• **Entries taken from a collection**:
★ ★ ★ ★ ★ ★ ★

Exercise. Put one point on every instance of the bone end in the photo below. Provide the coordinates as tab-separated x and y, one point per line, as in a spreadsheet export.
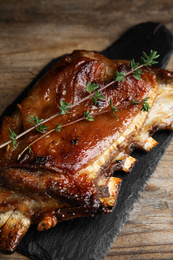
13	231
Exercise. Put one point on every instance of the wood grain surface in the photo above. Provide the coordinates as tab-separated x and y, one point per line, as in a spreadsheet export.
32	33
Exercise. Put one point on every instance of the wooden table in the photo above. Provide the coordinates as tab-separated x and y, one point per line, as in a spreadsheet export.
32	33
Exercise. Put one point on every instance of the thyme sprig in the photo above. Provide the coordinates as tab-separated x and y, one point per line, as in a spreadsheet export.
13	136
145	105
94	93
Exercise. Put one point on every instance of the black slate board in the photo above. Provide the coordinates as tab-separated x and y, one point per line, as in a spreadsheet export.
90	238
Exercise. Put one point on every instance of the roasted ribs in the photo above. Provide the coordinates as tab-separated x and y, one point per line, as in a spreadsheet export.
69	173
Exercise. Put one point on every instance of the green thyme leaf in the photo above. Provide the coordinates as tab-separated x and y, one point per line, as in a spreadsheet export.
87	116
64	107
133	64
35	121
149	60
98	95
114	109
135	102
91	87
13	136
58	128
119	76
145	105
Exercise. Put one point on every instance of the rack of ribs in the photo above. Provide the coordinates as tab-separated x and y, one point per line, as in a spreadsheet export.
71	173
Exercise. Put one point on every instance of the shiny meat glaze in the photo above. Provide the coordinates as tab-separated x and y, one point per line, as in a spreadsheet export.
69	174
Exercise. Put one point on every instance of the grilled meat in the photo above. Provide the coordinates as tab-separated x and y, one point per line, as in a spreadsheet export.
70	174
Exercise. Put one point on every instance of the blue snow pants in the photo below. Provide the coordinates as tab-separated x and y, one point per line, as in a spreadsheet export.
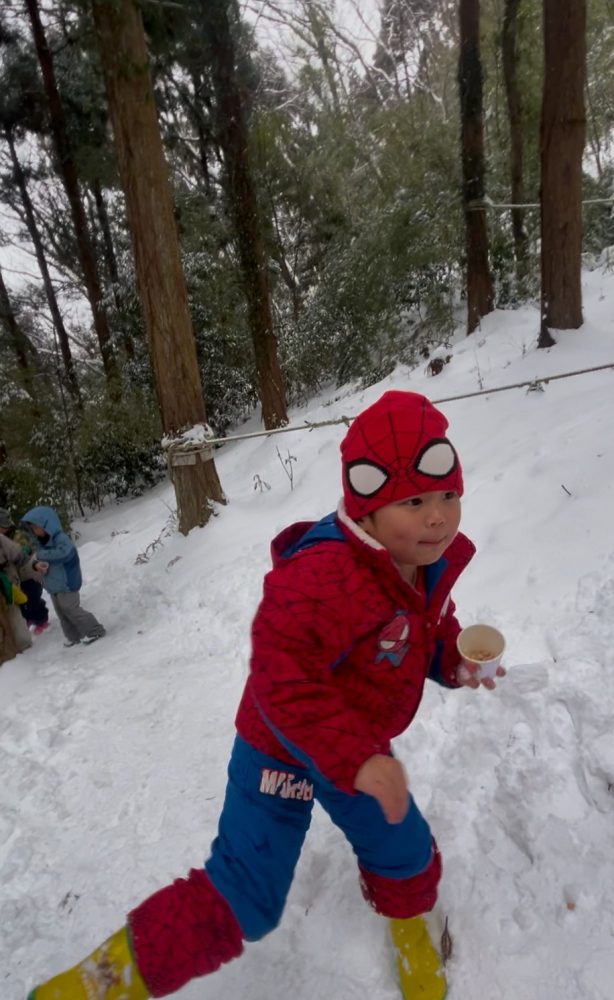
264	821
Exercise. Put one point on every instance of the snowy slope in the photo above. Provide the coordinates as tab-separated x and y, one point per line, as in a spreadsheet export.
112	757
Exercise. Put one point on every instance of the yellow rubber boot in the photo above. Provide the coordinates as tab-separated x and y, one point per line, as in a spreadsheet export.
420	969
109	973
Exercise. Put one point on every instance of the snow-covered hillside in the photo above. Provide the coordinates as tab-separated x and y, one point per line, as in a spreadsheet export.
112	757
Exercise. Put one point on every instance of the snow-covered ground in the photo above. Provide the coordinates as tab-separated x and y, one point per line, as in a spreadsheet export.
112	757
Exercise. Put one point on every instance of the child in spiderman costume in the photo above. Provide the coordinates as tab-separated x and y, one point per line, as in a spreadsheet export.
356	615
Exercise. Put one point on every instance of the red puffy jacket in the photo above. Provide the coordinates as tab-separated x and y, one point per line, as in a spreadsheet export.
342	647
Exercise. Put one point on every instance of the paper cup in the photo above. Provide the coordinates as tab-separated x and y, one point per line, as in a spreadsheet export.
482	646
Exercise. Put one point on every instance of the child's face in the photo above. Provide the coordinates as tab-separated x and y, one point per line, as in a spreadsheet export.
416	531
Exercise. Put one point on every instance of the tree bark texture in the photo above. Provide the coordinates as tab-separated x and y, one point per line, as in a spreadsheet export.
20	344
480	295
70	180
232	135
514	108
111	264
563	133
155	242
39	250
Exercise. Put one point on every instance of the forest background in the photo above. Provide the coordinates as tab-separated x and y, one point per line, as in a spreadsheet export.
318	192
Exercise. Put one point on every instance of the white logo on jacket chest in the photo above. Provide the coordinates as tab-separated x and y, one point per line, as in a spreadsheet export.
393	640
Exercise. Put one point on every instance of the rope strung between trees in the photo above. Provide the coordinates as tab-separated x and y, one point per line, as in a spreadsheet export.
482	204
532	385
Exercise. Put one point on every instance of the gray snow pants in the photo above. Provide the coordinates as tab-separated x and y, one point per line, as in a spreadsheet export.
76	622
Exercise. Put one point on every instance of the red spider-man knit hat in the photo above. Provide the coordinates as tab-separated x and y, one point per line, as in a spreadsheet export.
395	449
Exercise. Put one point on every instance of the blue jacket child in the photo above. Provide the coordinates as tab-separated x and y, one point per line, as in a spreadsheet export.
62	575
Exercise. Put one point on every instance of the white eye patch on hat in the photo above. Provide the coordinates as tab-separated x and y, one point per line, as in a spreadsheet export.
436	460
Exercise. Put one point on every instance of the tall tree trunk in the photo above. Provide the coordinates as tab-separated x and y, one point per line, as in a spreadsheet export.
111	264
480	295
233	140
563	132
514	107
70	180
19	342
161	282
39	250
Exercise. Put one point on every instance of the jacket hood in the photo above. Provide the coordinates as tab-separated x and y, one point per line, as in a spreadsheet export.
45	518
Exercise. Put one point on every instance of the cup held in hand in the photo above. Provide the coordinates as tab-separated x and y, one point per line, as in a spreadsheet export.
481	646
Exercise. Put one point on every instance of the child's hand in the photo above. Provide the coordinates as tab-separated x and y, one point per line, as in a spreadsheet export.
467	676
384	778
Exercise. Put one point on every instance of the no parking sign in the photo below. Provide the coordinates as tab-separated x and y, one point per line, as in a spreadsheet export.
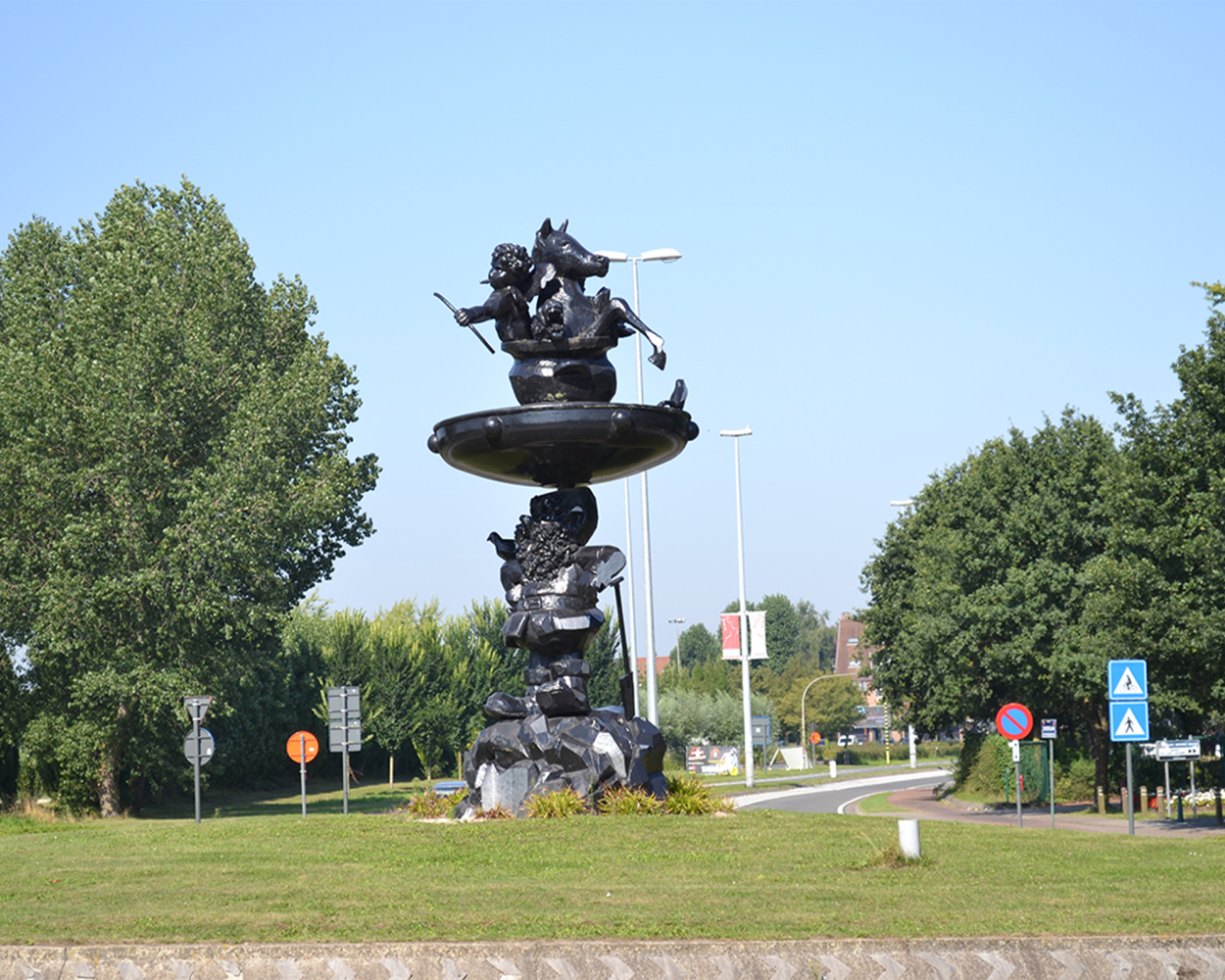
1014	720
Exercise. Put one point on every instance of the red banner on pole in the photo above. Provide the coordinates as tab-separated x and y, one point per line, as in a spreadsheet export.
730	636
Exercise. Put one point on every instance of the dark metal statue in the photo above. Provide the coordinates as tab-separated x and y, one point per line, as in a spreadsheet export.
564	432
560	351
552	579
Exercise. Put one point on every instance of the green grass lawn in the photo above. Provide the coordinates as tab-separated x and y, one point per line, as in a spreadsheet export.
260	872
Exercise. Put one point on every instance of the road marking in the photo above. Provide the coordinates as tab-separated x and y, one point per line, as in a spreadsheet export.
838	970
396	969
508	968
1074	966
838	785
1001	968
672	970
783	970
564	969
1123	968
892	968
842	809
728	970
620	969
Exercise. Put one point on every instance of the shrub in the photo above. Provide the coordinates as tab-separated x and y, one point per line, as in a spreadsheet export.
626	802
564	803
692	797
1074	780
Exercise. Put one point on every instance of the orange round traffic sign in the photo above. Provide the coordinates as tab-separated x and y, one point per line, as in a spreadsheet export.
299	743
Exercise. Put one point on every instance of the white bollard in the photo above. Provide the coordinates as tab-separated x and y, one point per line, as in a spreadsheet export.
907	839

★ ★ ★ ★ ★ ★ ★

• **WHAT IS REQUIRED**:
Leave out every picture, and repeat word for word only the lines from the one holding "Exercise. Put one point on every instance of the child's hand" through the end of the entries above, both ends included.

• **COMPLETED TASK**:
Exercise. Put one point on every instance of the child's hand in the photo above. Provide the coordinates as tab-separated x and y, one point per line, as in a spreadsheet export.
467	676
384	778
Exercise. Put one point on every instance of the no parking sign in the photo below. Provide the coordinates as tab-separated x and y, one point per line, as in a spreadsheet export.
1014	720
Exercise. Put one point on every instance of the red banner on pole in the photo above. Provide the coordinates as tab-separated x and y, one point per line, as in a spreadsheet export.
730	636
Exercise. Put one point on every instance of the dark metal statue in the photo above. Provide the coordinates as tab-separated x and y, one point per line, as in a spreadsheet export.
564	432
560	351
552	579
Exercise. Put one point on every instance of the green grass lawn in the photo above. Provide the coordinates as tab-separated x and y, one point per line, as in a spreadsheet export.
260	872
Exercise. Put one point on every instance of the road marking in the photo above. Provide the coordinates as tab-separated x and y, one point per line, as in a spreadsheet export.
838	970
396	969
508	968
1074	966
838	785
1001	968
672	970
783	970
564	969
1123	968
892	968
842	809
728	970
620	969
Exercise. Put one point on every instance of the shrub in the photo above. Provide the coordinates as tab-separated x and y, one point per line, as in a spreadsheet export.
626	802
564	803
692	797
1074	780
Exercise. Put one point on every instance of the orange round traffic sign in the photo above. Provide the coordinates as tab-separated x and y, one point per line, as in a spreadsheet export.
299	743
Exercise. Put one point on every instance of the white bollard in the photo above. Provide the coordinates as tab-separated x and y, one point per line, as in a spreadsheet export.
907	839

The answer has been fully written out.